**Requirement**
Output all the data below verbatim.

*** Begin section ***

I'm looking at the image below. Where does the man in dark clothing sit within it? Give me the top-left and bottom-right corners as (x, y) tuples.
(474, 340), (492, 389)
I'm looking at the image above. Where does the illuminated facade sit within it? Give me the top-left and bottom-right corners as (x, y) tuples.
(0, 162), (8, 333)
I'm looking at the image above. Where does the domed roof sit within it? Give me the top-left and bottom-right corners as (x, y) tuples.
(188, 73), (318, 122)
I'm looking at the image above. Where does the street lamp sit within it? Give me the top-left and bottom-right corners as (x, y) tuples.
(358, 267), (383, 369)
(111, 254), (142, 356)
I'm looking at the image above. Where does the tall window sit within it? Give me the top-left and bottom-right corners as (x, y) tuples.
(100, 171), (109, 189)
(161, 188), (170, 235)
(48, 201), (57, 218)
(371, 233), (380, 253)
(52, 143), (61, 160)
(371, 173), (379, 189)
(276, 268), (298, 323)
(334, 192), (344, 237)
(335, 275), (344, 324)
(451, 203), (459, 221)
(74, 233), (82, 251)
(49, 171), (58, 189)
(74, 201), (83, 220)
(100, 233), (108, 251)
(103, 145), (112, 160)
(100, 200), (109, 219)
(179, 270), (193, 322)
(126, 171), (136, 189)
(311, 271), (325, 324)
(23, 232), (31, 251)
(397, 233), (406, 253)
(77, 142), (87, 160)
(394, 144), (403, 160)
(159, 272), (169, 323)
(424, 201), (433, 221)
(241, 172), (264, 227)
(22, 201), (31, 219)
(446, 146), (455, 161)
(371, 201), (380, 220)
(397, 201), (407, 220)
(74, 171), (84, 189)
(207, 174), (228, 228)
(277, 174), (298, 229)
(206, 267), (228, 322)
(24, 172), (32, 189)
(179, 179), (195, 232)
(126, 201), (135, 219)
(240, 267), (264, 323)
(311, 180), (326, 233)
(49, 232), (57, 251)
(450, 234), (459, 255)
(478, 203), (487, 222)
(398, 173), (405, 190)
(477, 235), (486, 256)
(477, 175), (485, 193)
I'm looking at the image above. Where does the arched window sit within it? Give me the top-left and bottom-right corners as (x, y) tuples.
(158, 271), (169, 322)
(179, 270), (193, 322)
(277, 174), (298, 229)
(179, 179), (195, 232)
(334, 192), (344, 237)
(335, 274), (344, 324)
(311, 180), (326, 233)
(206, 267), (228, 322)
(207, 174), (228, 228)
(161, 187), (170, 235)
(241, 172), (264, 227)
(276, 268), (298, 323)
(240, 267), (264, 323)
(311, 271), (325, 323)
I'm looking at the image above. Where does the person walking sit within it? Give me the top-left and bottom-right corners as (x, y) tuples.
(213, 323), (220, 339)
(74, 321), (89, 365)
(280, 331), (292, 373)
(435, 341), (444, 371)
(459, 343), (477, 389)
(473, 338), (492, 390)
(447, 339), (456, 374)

*** End section ***

**Completed task**
I'm looking at the image below. Where does the man in dark clothing sit within it? Give me the top-left and bottom-right corners as (x, y) tuples.
(474, 340), (492, 389)
I'm looking at the image above. Where does the illuminated facade sit within it? Give me the top-left and bottom-right corners as (x, y) tuples.
(0, 162), (8, 333)
I'm looking at the image above. Where does the domed roof sit within it? Give me the top-left and bottom-right corners as (x, y) tuples.
(188, 73), (318, 122)
I'm looking at the image above. Where does the street lamp sit within it? Give me the top-left and bottom-right corners as (x, y) tuples.
(358, 267), (383, 369)
(111, 254), (142, 356)
I'm looking at the image above. Where does the tall window sit within it? Give me the top-left and bottom-right corners as (x, y) tuples.
(100, 171), (109, 189)
(161, 188), (170, 235)
(48, 201), (57, 218)
(371, 233), (380, 253)
(52, 143), (61, 160)
(371, 173), (379, 189)
(276, 268), (298, 323)
(334, 192), (344, 237)
(335, 275), (344, 324)
(451, 203), (459, 221)
(74, 233), (82, 251)
(49, 171), (58, 189)
(74, 201), (83, 220)
(100, 233), (108, 251)
(103, 145), (112, 160)
(100, 200), (109, 219)
(179, 270), (193, 322)
(126, 171), (136, 189)
(311, 271), (325, 324)
(23, 232), (31, 251)
(397, 233), (406, 253)
(77, 142), (87, 160)
(394, 144), (403, 160)
(159, 272), (169, 323)
(424, 201), (433, 221)
(241, 172), (264, 227)
(22, 201), (31, 219)
(446, 146), (455, 161)
(371, 201), (380, 220)
(397, 201), (407, 220)
(74, 171), (84, 189)
(207, 174), (228, 228)
(277, 174), (298, 229)
(206, 267), (228, 322)
(24, 172), (32, 189)
(179, 179), (195, 232)
(126, 201), (135, 219)
(240, 267), (264, 323)
(311, 180), (326, 233)
(49, 232), (57, 251)
(450, 234), (459, 255)
(478, 203), (487, 222)
(398, 173), (405, 190)
(477, 235), (486, 256)
(477, 175), (485, 193)
I'm looking at the image above. Where does the arched window sit within it? Give me the top-left and bottom-right corners as (x, y) tuples.
(158, 271), (169, 322)
(179, 270), (193, 322)
(277, 174), (298, 229)
(179, 179), (195, 232)
(334, 192), (344, 237)
(335, 274), (344, 324)
(311, 180), (326, 233)
(206, 267), (228, 322)
(207, 174), (228, 228)
(161, 187), (170, 235)
(241, 172), (264, 227)
(276, 268), (298, 323)
(240, 267), (264, 323)
(311, 271), (325, 323)
I'm looking at the image above. Where does the person walking sit within it? Give me the top-left and bottom-right corners as (x, y) tuples.
(213, 323), (220, 339)
(74, 321), (89, 365)
(280, 331), (292, 373)
(435, 341), (444, 371)
(459, 343), (477, 389)
(473, 338), (492, 390)
(447, 339), (456, 374)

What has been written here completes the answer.